A block of data
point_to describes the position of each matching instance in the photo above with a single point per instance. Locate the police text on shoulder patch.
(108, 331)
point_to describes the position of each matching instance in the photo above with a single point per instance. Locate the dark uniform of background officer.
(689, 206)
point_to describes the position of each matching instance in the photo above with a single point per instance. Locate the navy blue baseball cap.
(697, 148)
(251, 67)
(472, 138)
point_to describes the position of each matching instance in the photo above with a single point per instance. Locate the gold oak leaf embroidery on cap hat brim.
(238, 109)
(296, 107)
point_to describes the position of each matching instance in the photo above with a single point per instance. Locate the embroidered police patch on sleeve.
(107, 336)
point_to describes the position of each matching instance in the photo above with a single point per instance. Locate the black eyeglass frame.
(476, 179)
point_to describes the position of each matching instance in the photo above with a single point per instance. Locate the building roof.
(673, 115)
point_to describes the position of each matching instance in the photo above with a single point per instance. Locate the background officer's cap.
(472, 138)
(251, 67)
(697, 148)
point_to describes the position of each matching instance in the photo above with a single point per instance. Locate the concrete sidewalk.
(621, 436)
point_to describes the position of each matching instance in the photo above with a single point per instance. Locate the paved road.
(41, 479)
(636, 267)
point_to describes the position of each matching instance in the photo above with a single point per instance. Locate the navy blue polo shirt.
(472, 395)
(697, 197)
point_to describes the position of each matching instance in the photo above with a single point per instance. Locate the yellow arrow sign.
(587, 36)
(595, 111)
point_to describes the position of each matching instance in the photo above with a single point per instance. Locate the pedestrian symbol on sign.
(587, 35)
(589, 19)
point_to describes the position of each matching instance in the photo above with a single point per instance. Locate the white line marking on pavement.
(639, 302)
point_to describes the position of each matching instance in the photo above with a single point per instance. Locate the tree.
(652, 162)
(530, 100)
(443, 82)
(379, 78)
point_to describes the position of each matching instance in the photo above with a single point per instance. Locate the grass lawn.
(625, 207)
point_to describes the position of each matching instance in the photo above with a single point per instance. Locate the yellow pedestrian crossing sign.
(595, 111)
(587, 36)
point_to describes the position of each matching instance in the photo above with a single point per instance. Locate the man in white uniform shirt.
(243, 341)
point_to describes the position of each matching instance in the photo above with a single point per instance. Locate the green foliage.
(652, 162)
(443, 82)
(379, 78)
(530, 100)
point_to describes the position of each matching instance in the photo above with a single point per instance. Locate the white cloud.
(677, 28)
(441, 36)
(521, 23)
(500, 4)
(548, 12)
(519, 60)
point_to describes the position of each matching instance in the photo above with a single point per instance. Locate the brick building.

--

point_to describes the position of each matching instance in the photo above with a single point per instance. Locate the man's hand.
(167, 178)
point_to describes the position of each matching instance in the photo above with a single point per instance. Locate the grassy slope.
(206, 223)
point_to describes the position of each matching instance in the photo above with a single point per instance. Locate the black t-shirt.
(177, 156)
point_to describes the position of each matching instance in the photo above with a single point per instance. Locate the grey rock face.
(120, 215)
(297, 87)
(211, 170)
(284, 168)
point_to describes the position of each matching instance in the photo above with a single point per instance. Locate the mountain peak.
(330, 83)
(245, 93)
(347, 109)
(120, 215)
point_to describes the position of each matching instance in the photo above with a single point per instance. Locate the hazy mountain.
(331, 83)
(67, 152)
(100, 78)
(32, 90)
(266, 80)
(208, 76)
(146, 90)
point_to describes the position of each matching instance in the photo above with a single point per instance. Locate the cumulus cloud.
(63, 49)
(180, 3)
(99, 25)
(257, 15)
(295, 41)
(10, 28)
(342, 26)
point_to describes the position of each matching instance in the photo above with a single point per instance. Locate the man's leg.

• _SET TASK_
Gather every line in the listing above that contains the word "yellow", and copy each of those lines in full.

• _REPLY_
point_to describes the position of each matching instance in the photo above with a single point per instance. Locate the yellow arrow sign.
point_to describes the position of each matching instance in the photo above with a single point per instance. Locate the yellow pedestrian crossing sign.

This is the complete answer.